READING PASSAGE:
######
Each response includes the category (‘scene’), kind (‘response’), name, transaction (from the matching request), status (the C sdk status integer where >= 0 is success, < 0 is failure) and body. Responses are sent from the Scene to the Server. The remainder of this document outlines the messages sent and received between the scene and the server.

Example event:

{
    "category": "scene",
    "kind": "event",
    "name": "state",
    "body": {
        "persona": {
            "1": { // is a personaId
                "speechState": "idle",
                "currentSpeech": "Blah blah"
            }
        }
    }
}

state

Direction: Scene to Server.

Notes: Initial state message sent after connection established. Subsequent state messages only include fields that have changed since the last state event. Change can happen either internally in the persona or be requested by a server or api. The session state is always ‘connected’ for a local/kiosk persona.

{
    "category": "scene",
    "kind": "event",
    "name": "state",
    "body": {
        "scene": {
            "sceneId": "<>", // unique guid //
            "runtime": "<>",
            "presentation": "local|web",
            "speechRecognizer": null | {
                "kind": "watson"
            },
        },
        "configuration": {
            "audio": {
                "squelchLevel": -30.0,
                "ambientNoiseLevel": -50.0
            }
        },
        "persona" {
            "1": { // is a personaId
                "users": [
                    {
                        "confidence": 1.0, // face present = 1, no face = 0
                        "emotion": {
                            "positivity": 0.1,
                            "negativity": 0.1,
                            "confusion": 0.1,
                            "emotionalConfidence": 0.6
                        },
                        "activity": {
                            "userIsTalking": 1.0,
                            "userIsAttentive": 0.9
                        },
                        "conversation": {
                            "turn": "persona",
                            "context": {
                                "name1": < value1 > ,
                                "name2": < value2 >
                                ...
######
MATERIAL SHOWN:
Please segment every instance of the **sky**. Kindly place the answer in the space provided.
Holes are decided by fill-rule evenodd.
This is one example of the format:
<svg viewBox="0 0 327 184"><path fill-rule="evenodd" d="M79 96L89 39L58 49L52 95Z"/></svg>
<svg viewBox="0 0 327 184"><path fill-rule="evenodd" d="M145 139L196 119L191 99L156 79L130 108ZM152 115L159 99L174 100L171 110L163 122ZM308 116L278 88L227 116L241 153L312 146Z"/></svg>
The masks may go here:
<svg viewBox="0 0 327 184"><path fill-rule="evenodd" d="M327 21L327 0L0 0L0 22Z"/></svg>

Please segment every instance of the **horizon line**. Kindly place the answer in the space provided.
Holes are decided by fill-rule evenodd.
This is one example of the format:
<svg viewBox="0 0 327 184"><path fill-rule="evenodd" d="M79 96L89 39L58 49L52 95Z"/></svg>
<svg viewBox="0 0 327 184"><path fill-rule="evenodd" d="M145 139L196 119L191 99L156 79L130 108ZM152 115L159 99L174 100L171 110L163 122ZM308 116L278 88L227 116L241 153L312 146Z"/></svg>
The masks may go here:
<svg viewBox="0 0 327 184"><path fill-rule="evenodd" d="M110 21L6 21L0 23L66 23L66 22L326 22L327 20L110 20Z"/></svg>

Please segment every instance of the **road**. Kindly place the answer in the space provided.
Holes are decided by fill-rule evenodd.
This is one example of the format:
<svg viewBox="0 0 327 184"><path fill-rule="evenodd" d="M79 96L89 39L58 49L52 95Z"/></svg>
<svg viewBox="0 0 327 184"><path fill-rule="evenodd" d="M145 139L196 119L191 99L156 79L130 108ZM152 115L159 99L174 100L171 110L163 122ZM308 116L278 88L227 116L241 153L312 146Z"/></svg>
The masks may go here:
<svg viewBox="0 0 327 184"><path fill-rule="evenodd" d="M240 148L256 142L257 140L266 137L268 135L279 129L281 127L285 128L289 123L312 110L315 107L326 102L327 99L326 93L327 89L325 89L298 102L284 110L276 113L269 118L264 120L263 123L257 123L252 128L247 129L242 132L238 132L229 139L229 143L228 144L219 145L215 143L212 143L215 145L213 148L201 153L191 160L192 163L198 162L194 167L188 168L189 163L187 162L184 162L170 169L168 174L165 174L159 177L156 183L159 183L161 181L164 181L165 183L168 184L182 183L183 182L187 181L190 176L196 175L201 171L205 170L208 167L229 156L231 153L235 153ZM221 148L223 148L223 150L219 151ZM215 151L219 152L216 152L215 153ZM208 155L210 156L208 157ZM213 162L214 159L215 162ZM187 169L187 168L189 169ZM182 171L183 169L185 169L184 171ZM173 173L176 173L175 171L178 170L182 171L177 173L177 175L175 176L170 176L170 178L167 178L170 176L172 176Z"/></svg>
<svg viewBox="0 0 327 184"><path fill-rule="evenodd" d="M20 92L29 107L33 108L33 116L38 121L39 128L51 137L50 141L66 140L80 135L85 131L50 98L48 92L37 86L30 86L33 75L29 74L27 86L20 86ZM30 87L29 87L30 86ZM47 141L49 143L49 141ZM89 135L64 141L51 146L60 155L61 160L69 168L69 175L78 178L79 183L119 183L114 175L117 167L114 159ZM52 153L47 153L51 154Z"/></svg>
######
STATED TASK 1:
In the scene and server messaging documentation, rewrite the paragraph beginning "Each response includes the category" as a concise bulleted list that keeps its main facts.
STATED TASK 2:
Write out the records verbatim, starting at the beginning of the records and ending at the line that contains "21L327 0L0 0L0", including that line.

RESULT 1:
- Each response contains six fields:
  - category ("scene")
  - kind ("response")
  - name
  - transaction (taken from the matching request)
  - status (the C sdk status integer, where a value of 0 or greater indicates success and a value below 0 indicates failure)
  - body
- Responses are sent from the Scene to the Server.
- The rest of the document describes the messages exchanged between the scene and the server.

RESULT 2:
Please segment every instance of the **sky**. Kindly place the answer in the space provided.
Holes are decided by fill-rule evenodd.
This is one example of the format:
<svg viewBox="0 0 327 184"><path fill-rule="evenodd" d="M79 96L89 39L58 49L52 95Z"/></svg>
<svg viewBox="0 0 327 184"><path fill-rule="evenodd" d="M145 139L196 119L191 99L156 79L130 108ZM152 115L159 99L174 100L171 110L163 122ZM308 116L278 88L227 116L241 153L312 146Z"/></svg>
The masks may go here:
<svg viewBox="0 0 327 184"><path fill-rule="evenodd" d="M327 21L327 0L0 0L0 22Z"/></svg>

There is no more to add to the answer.